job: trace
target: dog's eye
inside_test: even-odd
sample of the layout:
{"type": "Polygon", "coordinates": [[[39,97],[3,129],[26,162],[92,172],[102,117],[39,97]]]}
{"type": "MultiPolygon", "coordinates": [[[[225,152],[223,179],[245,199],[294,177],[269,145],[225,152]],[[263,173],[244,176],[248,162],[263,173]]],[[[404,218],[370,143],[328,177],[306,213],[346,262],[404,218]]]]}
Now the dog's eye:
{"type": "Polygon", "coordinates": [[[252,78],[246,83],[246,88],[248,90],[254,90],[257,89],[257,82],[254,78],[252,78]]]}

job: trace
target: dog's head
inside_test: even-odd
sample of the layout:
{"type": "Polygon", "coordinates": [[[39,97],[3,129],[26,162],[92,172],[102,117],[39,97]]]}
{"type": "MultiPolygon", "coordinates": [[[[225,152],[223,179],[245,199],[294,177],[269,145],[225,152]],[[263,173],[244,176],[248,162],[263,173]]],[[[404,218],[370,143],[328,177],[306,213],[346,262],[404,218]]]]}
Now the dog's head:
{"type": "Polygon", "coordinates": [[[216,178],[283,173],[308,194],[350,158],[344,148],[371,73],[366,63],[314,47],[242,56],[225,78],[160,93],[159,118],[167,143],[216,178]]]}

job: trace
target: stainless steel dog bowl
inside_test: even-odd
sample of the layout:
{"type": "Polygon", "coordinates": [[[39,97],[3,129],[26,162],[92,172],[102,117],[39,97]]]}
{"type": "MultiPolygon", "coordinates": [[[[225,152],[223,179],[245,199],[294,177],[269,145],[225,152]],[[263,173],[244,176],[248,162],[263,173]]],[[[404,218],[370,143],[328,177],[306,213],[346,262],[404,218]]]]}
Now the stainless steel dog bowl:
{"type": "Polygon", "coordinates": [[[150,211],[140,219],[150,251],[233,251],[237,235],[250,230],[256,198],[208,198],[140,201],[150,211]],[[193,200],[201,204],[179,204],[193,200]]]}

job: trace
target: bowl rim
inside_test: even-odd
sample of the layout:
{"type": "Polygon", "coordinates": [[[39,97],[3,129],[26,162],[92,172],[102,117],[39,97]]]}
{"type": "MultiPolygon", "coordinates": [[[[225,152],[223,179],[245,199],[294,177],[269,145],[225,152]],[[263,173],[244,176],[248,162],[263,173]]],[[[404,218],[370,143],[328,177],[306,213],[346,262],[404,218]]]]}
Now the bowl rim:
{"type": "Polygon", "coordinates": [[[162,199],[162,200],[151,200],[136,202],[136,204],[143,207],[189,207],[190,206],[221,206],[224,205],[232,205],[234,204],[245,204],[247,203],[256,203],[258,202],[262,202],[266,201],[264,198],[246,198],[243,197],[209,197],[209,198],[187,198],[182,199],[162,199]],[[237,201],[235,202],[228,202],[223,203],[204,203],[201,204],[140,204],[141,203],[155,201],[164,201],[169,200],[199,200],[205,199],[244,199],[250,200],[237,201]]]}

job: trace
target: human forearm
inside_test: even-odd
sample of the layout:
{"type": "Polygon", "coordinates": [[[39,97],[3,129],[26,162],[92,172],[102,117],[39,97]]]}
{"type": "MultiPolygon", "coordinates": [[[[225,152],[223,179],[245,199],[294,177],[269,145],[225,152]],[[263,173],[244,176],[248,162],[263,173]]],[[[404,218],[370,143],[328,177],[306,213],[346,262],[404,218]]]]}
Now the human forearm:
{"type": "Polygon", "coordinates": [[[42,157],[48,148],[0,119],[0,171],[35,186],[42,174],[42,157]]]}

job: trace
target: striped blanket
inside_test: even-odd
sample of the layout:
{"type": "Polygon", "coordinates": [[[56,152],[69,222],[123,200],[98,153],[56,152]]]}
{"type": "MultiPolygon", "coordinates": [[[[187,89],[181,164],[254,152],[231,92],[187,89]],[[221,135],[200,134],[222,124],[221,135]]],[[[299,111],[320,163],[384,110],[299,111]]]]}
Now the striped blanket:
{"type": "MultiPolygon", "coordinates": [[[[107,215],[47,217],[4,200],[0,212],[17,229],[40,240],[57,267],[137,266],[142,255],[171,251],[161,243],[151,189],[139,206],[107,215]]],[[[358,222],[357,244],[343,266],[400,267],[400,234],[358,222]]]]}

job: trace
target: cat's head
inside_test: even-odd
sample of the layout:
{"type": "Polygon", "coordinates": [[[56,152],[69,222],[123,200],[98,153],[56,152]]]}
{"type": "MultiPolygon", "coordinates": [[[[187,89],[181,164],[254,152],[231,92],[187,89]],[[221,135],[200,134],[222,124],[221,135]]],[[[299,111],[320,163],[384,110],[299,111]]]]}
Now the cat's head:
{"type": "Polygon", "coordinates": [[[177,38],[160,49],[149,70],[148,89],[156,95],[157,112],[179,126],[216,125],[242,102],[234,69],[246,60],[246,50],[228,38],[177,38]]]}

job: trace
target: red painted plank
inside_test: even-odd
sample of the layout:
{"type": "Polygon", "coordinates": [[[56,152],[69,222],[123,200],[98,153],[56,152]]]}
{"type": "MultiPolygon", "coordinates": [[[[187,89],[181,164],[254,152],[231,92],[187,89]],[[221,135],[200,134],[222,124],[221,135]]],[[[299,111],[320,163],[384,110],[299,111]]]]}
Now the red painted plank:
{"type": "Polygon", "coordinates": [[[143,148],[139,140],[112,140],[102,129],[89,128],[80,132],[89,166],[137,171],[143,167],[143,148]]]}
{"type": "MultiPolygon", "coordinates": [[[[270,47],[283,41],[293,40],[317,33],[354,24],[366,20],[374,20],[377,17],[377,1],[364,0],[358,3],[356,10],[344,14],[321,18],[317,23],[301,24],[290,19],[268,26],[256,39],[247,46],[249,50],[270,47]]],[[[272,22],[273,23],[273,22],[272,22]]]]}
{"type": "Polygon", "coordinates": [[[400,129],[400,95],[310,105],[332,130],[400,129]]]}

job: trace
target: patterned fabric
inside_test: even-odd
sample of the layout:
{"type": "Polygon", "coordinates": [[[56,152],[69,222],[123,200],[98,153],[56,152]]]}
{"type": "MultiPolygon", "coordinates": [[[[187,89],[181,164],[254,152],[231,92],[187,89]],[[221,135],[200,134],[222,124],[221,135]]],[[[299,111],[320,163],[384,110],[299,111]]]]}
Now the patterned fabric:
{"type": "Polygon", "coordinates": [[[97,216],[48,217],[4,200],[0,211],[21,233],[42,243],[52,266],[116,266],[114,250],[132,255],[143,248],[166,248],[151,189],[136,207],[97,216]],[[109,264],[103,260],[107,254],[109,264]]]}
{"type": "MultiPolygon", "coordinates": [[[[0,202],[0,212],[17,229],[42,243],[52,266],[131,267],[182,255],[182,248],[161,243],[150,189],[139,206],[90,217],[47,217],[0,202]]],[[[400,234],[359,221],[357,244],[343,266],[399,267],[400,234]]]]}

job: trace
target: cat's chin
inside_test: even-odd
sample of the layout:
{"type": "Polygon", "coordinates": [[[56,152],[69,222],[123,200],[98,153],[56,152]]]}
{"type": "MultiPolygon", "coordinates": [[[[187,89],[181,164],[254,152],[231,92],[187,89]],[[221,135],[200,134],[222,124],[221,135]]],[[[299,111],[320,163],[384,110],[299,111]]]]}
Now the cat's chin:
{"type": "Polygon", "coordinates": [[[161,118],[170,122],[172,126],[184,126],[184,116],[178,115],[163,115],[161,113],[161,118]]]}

Task brief: Retype the listing. Match it exactly.

Result of this exercise:
job: trace
target: dog's eye
inside_test: even-odd
sample of the layout:
{"type": "Polygon", "coordinates": [[[39,97],[3,129],[26,162],[92,172],[102,117],[39,97]]]}
{"type": "MultiPolygon", "coordinates": [[[[225,152],[223,179],[245,199],[294,177],[269,145],[225,152]],[[263,173],[244,176],[248,162],[263,173]]],[[[404,218],[370,143],[328,177],[306,213],[346,262],[404,218]]]]}
Now the dog's eye:
{"type": "Polygon", "coordinates": [[[252,78],[246,83],[246,88],[248,90],[254,90],[257,89],[257,82],[254,78],[252,78]]]}

job: trace
target: dog's head
inside_test: even-odd
sample of the layout:
{"type": "Polygon", "coordinates": [[[39,97],[3,129],[26,162],[92,172],[102,117],[39,97]]]}
{"type": "MultiPolygon", "coordinates": [[[[225,152],[223,179],[245,199],[294,177],[269,145],[225,152]],[[263,173],[244,176],[248,162],[263,173]]],[[[404,218],[370,143],[328,177],[306,213],[346,262],[404,218]]]]}
Now the dog's head:
{"type": "Polygon", "coordinates": [[[216,178],[283,173],[308,194],[350,158],[344,148],[371,73],[366,63],[314,47],[242,56],[225,78],[160,93],[159,118],[167,143],[216,178]]]}

job: trace
target: stainless steel dog bowl
inside_test: even-odd
sample of the layout:
{"type": "Polygon", "coordinates": [[[39,97],[3,129],[26,162],[92,172],[102,117],[39,97]]]}
{"type": "MultiPolygon", "coordinates": [[[[225,152],[223,179],[245,199],[294,177],[269,145],[225,152]],[[263,173],[244,176],[248,162],[263,173]]],[[[404,218],[370,143],[328,177],[306,213],[346,262],[404,218]]]]}
Now the stainless steel dog bowl:
{"type": "Polygon", "coordinates": [[[150,211],[140,219],[150,251],[233,251],[237,235],[250,230],[256,198],[208,198],[140,201],[150,211]],[[193,200],[201,204],[179,204],[193,200]]]}

job: trace
target: bowl rim
inside_test: even-odd
sample of the layout:
{"type": "Polygon", "coordinates": [[[39,97],[3,129],[26,162],[92,172],[102,117],[39,97]]]}
{"type": "MultiPolygon", "coordinates": [[[[225,152],[223,179],[245,199],[294,177],[269,145],[225,152]],[[263,173],[244,176],[248,162],[263,173]]],[[[404,218],[370,143],[328,177],[306,213],[346,262],[404,218]]]]}
Now the bowl rim:
{"type": "Polygon", "coordinates": [[[162,199],[162,200],[151,200],[136,202],[136,204],[143,207],[189,207],[190,206],[221,206],[224,205],[232,205],[234,204],[245,204],[247,203],[256,203],[258,202],[262,202],[266,201],[264,198],[246,198],[243,197],[209,197],[209,198],[187,198],[182,199],[162,199]],[[237,201],[235,202],[228,202],[223,203],[204,203],[201,204],[140,204],[141,203],[155,201],[164,201],[169,200],[199,200],[205,199],[244,199],[250,200],[237,201]]]}

job: trace
target: human forearm
inside_test: even-odd
sample of the layout:
{"type": "Polygon", "coordinates": [[[39,97],[3,129],[26,162],[92,172],[102,117],[39,97]]]}
{"type": "MultiPolygon", "coordinates": [[[[225,152],[223,179],[245,199],[294,177],[269,145],[225,152]],[[263,173],[244,176],[248,162],[263,173]]],[[[404,218],[370,143],[328,177],[306,213],[346,262],[404,218]]]]}
Now the human forearm:
{"type": "Polygon", "coordinates": [[[42,157],[48,148],[0,119],[0,171],[35,186],[42,174],[42,157]]]}

job: trace
target: striped blanket
inside_test: even-odd
sample of the layout:
{"type": "Polygon", "coordinates": [[[56,152],[69,222],[123,200],[98,153],[56,152]]]}
{"type": "MultiPolygon", "coordinates": [[[[187,89],[181,164],[254,152],[231,92],[187,89]],[[221,135],[200,134],[222,124],[221,135]]],[[[299,111],[320,163],[384,110],[299,111]]]]}
Now the striped blanket:
{"type": "MultiPolygon", "coordinates": [[[[107,215],[47,217],[4,200],[0,212],[17,229],[40,240],[57,267],[137,266],[142,255],[171,251],[161,243],[151,189],[139,206],[107,215]]],[[[358,222],[357,244],[343,266],[400,267],[400,234],[358,222]]]]}

job: trace
target: cat's head
inside_test: even-odd
sample of the layout:
{"type": "Polygon", "coordinates": [[[56,152],[69,222],[123,200],[98,153],[56,152]]]}
{"type": "MultiPolygon", "coordinates": [[[[187,89],[181,164],[254,152],[231,92],[187,89]],[[221,135],[200,134],[222,124],[221,135]]],[[[299,111],[320,163],[384,110],[299,111]]]]}
Now the cat's head:
{"type": "Polygon", "coordinates": [[[177,38],[160,49],[149,70],[148,89],[156,95],[157,112],[179,126],[216,125],[242,102],[234,69],[246,60],[246,50],[228,38],[177,38]]]}

job: trace
target: red painted plank
inside_test: even-odd
sample of the layout:
{"type": "Polygon", "coordinates": [[[56,152],[69,222],[123,200],[98,153],[56,152]]]}
{"type": "MultiPolygon", "coordinates": [[[[187,89],[181,164],[254,152],[231,92],[187,89]],[[221,135],[200,134],[222,124],[221,135]]],[[[299,111],[320,163],[384,110],[299,111]]]]}
Now the red painted plank:
{"type": "Polygon", "coordinates": [[[143,148],[139,140],[112,140],[102,129],[89,128],[80,132],[89,166],[137,171],[143,167],[143,148]]]}
{"type": "MultiPolygon", "coordinates": [[[[270,47],[283,41],[293,40],[317,33],[354,24],[366,20],[374,20],[377,17],[377,1],[364,0],[358,3],[356,10],[344,14],[321,18],[317,23],[301,24],[290,19],[268,26],[256,39],[247,46],[249,50],[270,47]]],[[[272,22],[273,23],[273,22],[272,22]]]]}
{"type": "Polygon", "coordinates": [[[400,129],[400,95],[310,105],[332,130],[400,129]]]}

job: trace
target: patterned fabric
inside_test: even-odd
sample of the layout:
{"type": "Polygon", "coordinates": [[[56,152],[69,222],[123,200],[98,153],[56,152]]]}
{"type": "MultiPolygon", "coordinates": [[[[187,89],[181,164],[254,152],[231,92],[187,89]],[[221,135],[200,134],[222,124],[221,135]]],[[[299,111],[320,163],[384,110],[299,111]]]]}
Now the patterned fabric:
{"type": "Polygon", "coordinates": [[[97,216],[48,217],[4,200],[0,211],[21,233],[42,243],[52,266],[116,266],[114,250],[132,255],[143,248],[166,248],[151,189],[136,207],[97,216]],[[109,264],[103,260],[107,254],[109,264]]]}
{"type": "MultiPolygon", "coordinates": [[[[0,202],[0,212],[17,229],[42,243],[52,266],[131,267],[182,255],[182,248],[161,243],[150,189],[139,206],[90,217],[47,217],[0,202]]],[[[400,234],[359,221],[357,244],[343,266],[399,267],[400,234]]]]}

job: trace
target: cat's chin
inside_test: even-odd
sample of the layout:
{"type": "Polygon", "coordinates": [[[56,152],[69,222],[123,200],[98,153],[56,152]]]}
{"type": "MultiPolygon", "coordinates": [[[[187,89],[181,164],[254,152],[231,92],[187,89]],[[221,135],[200,134],[222,124],[221,135]]],[[[299,111],[320,163],[384,110],[299,111]]]]}
Now the cat's chin:
{"type": "Polygon", "coordinates": [[[161,118],[170,122],[172,126],[184,126],[184,116],[178,115],[163,115],[161,113],[161,118]]]}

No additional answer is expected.